**SUPPLIED DATA**

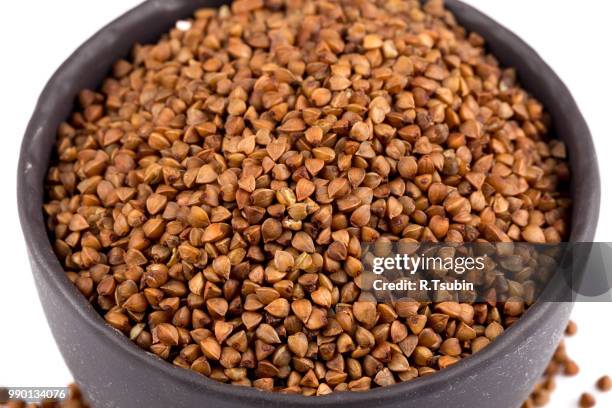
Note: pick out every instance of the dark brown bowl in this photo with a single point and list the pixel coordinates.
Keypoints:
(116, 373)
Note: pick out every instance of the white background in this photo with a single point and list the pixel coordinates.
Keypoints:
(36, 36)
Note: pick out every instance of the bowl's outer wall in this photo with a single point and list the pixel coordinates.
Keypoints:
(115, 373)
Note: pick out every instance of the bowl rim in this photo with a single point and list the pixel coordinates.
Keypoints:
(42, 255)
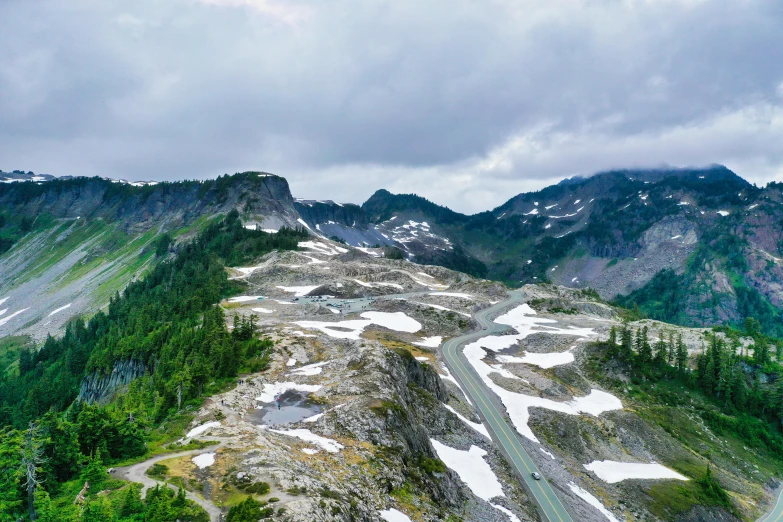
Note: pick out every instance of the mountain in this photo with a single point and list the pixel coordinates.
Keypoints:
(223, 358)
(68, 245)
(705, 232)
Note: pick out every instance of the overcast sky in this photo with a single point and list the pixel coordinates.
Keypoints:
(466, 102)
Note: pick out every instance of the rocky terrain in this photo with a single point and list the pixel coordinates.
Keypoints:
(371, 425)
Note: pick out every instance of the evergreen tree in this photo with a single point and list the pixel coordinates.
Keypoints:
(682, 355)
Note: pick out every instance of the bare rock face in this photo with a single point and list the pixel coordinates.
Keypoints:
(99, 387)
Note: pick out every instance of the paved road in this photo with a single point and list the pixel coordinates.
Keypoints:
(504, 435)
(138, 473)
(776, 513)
---
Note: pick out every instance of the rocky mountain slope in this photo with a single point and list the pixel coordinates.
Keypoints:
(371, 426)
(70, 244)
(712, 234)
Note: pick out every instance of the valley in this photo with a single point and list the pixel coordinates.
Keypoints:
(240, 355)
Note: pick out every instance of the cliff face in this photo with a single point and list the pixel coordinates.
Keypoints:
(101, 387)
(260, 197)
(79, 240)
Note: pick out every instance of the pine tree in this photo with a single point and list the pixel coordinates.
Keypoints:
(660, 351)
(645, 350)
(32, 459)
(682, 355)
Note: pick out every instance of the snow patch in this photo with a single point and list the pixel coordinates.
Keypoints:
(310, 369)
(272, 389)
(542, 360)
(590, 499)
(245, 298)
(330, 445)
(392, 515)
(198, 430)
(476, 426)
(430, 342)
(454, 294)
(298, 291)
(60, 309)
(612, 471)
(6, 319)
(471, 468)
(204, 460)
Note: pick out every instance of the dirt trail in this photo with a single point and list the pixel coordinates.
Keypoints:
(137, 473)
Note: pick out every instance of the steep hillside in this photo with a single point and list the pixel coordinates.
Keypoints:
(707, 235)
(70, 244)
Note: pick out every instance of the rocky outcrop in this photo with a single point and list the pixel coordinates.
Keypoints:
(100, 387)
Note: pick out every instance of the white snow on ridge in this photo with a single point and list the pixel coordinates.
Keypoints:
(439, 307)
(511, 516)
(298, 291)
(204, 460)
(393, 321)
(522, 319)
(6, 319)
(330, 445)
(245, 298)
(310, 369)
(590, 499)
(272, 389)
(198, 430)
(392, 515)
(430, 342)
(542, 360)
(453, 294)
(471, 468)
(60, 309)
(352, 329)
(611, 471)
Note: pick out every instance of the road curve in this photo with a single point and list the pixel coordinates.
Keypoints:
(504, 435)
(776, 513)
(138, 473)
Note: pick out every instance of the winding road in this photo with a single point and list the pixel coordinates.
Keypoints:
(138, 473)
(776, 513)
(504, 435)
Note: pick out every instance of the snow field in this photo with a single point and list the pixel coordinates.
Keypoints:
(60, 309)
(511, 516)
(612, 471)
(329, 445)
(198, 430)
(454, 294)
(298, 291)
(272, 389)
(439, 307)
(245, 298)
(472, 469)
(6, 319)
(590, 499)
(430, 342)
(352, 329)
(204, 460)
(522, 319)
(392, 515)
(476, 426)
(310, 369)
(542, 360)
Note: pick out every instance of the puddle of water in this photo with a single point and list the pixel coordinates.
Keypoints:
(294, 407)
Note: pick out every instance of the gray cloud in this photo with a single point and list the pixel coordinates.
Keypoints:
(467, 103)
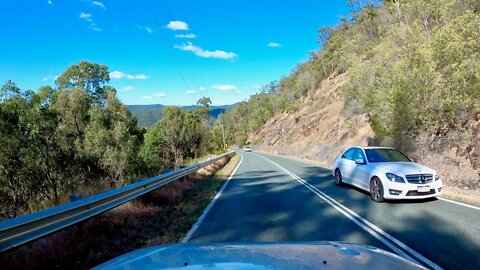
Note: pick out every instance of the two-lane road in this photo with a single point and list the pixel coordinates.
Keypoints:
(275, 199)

**EXERCISE REQUIREMENTS**
Check all the records above and select each line where the string "face" is found.

**EXERCISE SOLUTION**
Note: pick out every instance of the bare rock face in this photo with a single point and list the pixel coordinates.
Note: pick out every instance of the cliff face in this photo with a single point and list the pixel coordinates.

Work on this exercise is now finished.